## TASK PROMPT
Reproduce every line of the listing below word for word, leaving out the pictures.

## THE DATA
━━━━━━━━━━━━━━━━━━━━
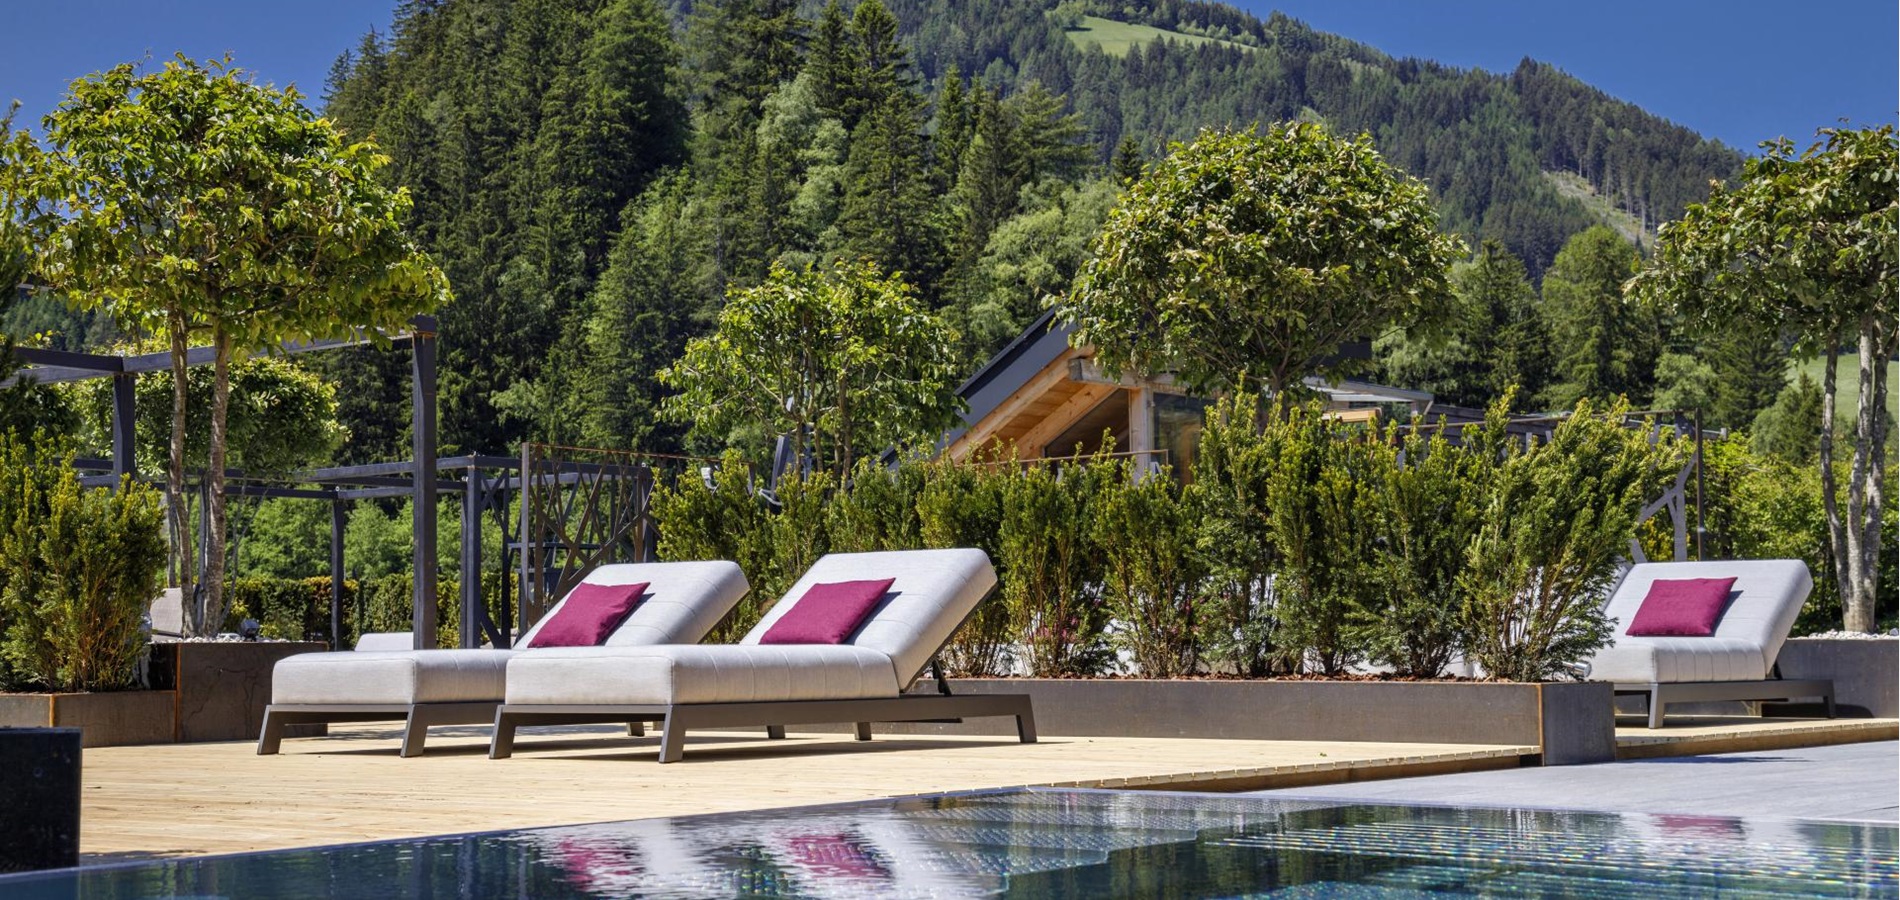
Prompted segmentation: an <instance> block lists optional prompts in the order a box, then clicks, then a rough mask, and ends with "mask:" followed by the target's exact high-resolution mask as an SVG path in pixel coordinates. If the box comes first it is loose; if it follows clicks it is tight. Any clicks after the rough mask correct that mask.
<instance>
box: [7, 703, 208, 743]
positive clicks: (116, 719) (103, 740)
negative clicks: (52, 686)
mask: <svg viewBox="0 0 1900 900" xmlns="http://www.w3.org/2000/svg"><path fill="white" fill-rule="evenodd" d="M173 706H175V704H173V693H171V691H110V693H0V725H10V727H76V729H80V731H82V737H84V741H82V742H84V746H120V744H169V742H171V731H173Z"/></svg>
━━━━━━━━━━━━━━━━━━━━
## REPLY TO THE EXERCISE
Prompted segmentation: an <instance> block lists optional prompts in the order a box, then clicks, then a rough mask, and ends with "mask:" followed by the target's exact high-resolution mask as an SVG path in pixel coordinates. If the box comes first it is loose; if it follows clicks it is tight. Any clicks after the rough mask correct that mask.
<instance>
box: [7, 703, 208, 743]
positive clicks: (116, 719) (103, 740)
negative clicks: (52, 686)
mask: <svg viewBox="0 0 1900 900" xmlns="http://www.w3.org/2000/svg"><path fill="white" fill-rule="evenodd" d="M173 706H175V704H173V693H171V691H110V693H0V725H10V727H76V729H80V731H82V737H84V741H82V742H84V746H120V744H169V742H171V731H173Z"/></svg>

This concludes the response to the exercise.